* [Task details]
Using the data that follows, return exactly the lines from the one that contains "Can you tell me where the girl's eye" through the one that contains "Can you tell me where the glass container", ends included.

* [Given data]
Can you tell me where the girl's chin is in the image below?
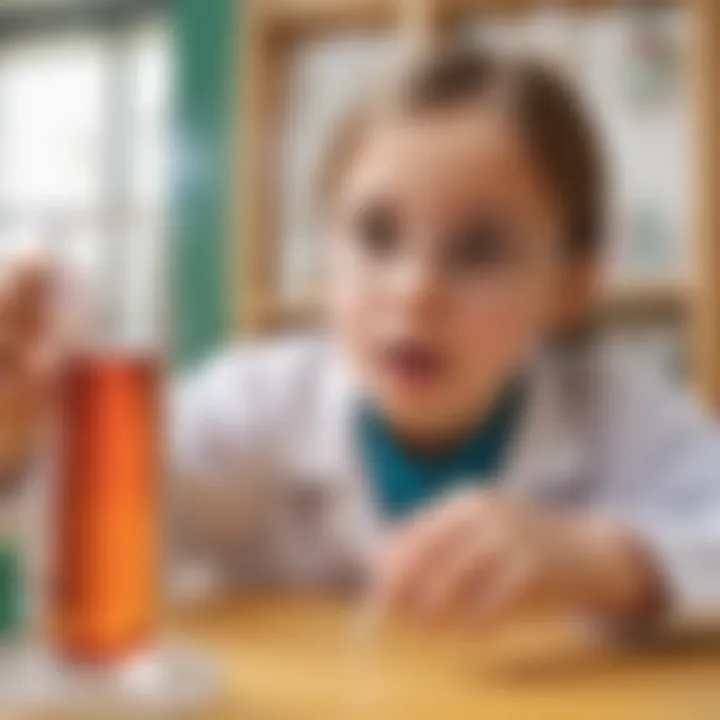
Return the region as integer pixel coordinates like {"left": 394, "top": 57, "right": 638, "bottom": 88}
{"left": 377, "top": 386, "right": 447, "bottom": 427}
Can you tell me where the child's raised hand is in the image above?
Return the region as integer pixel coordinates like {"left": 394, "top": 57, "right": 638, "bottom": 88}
{"left": 376, "top": 491, "right": 663, "bottom": 633}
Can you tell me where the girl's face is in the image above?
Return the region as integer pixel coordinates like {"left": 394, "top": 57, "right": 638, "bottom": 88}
{"left": 326, "top": 105, "right": 580, "bottom": 441}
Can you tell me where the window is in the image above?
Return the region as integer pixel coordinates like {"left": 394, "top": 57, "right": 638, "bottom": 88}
{"left": 0, "top": 3, "right": 170, "bottom": 289}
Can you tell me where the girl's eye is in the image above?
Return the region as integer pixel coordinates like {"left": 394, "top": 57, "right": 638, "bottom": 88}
{"left": 352, "top": 202, "right": 400, "bottom": 257}
{"left": 445, "top": 221, "right": 515, "bottom": 270}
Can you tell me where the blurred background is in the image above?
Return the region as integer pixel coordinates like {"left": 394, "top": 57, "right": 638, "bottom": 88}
{"left": 0, "top": 0, "right": 718, "bottom": 404}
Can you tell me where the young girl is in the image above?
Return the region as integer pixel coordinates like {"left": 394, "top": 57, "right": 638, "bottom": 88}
{"left": 3, "top": 45, "right": 720, "bottom": 633}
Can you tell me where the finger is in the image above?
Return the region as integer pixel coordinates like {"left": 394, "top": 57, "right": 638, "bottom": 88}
{"left": 467, "top": 553, "right": 538, "bottom": 634}
{"left": 0, "top": 351, "right": 45, "bottom": 461}
{"left": 0, "top": 329, "right": 24, "bottom": 380}
{"left": 0, "top": 323, "right": 47, "bottom": 408}
{"left": 0, "top": 257, "right": 55, "bottom": 342}
{"left": 414, "top": 525, "right": 508, "bottom": 627}
{"left": 378, "top": 495, "right": 484, "bottom": 613}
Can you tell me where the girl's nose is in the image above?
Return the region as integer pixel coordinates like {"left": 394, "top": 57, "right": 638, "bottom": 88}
{"left": 387, "top": 253, "right": 442, "bottom": 316}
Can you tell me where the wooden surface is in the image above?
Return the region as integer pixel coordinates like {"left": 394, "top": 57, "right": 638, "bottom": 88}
{"left": 170, "top": 595, "right": 720, "bottom": 719}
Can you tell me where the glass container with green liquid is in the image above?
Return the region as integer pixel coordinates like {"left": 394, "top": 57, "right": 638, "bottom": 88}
{"left": 0, "top": 479, "right": 30, "bottom": 705}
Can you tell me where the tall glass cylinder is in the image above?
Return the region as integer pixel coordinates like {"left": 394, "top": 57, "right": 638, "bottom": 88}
{"left": 51, "top": 229, "right": 166, "bottom": 666}
{"left": 54, "top": 354, "right": 160, "bottom": 663}
{"left": 40, "top": 219, "right": 211, "bottom": 715}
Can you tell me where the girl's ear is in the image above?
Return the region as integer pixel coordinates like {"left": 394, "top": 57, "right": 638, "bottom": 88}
{"left": 551, "top": 257, "right": 602, "bottom": 338}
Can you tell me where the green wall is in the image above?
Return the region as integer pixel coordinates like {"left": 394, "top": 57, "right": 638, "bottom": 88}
{"left": 173, "top": 0, "right": 240, "bottom": 368}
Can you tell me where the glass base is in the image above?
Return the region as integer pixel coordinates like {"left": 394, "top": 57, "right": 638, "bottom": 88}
{"left": 0, "top": 642, "right": 217, "bottom": 717}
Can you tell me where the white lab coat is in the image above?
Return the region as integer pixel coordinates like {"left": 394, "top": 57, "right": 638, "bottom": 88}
{"left": 169, "top": 335, "right": 720, "bottom": 624}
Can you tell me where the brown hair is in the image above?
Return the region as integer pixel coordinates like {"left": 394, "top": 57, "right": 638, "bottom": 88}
{"left": 321, "top": 43, "right": 606, "bottom": 259}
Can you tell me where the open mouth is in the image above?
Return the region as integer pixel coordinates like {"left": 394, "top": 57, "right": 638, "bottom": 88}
{"left": 381, "top": 339, "right": 446, "bottom": 386}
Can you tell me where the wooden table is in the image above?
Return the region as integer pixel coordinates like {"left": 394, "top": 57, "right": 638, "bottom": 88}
{"left": 171, "top": 596, "right": 720, "bottom": 720}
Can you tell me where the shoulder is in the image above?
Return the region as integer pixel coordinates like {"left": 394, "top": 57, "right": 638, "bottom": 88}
{"left": 549, "top": 340, "right": 718, "bottom": 485}
{"left": 176, "top": 334, "right": 354, "bottom": 429}
{"left": 546, "top": 340, "right": 702, "bottom": 428}
{"left": 196, "top": 333, "right": 347, "bottom": 391}
{"left": 587, "top": 342, "right": 705, "bottom": 438}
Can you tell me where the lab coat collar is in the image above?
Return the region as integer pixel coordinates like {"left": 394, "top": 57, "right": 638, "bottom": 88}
{"left": 501, "top": 353, "right": 590, "bottom": 503}
{"left": 323, "top": 344, "right": 590, "bottom": 505}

* [Answer to this exercise]
Can you tell me where the girl's eye is in the image above?
Return the region as integer pixel coordinates like {"left": 394, "top": 57, "right": 638, "bottom": 88}
{"left": 352, "top": 202, "right": 400, "bottom": 257}
{"left": 445, "top": 221, "right": 515, "bottom": 270}
Can you tell me where the blurred background is in the image above?
Return the region as integer pixel coordinates like {"left": 394, "top": 57, "right": 638, "bottom": 88}
{"left": 0, "top": 0, "right": 718, "bottom": 404}
Can you tell me where the young girl is in the image above?
Return the region as integer pixel coordinates like {"left": 394, "top": 57, "right": 638, "bottom": 88}
{"left": 3, "top": 45, "right": 720, "bottom": 633}
Can you tell me where the finger is in the image above?
Return the region as integer pixel coordinates like {"left": 394, "top": 57, "right": 638, "bottom": 88}
{"left": 467, "top": 553, "right": 538, "bottom": 634}
{"left": 0, "top": 351, "right": 45, "bottom": 461}
{"left": 0, "top": 329, "right": 24, "bottom": 380}
{"left": 0, "top": 323, "right": 47, "bottom": 408}
{"left": 0, "top": 257, "right": 55, "bottom": 342}
{"left": 414, "top": 525, "right": 508, "bottom": 627}
{"left": 378, "top": 495, "right": 484, "bottom": 613}
Can you tell me where the girl's nose is in the image above?
Return the region as integer pixel coordinates like {"left": 394, "top": 57, "right": 638, "bottom": 88}
{"left": 387, "top": 253, "right": 442, "bottom": 316}
Can you tell me where the wooden surface is in the image above?
Return the region as integer pixel coordinates like {"left": 394, "top": 57, "right": 638, "bottom": 88}
{"left": 170, "top": 595, "right": 720, "bottom": 719}
Can you tell me where the glass container with green liquid is in the image above?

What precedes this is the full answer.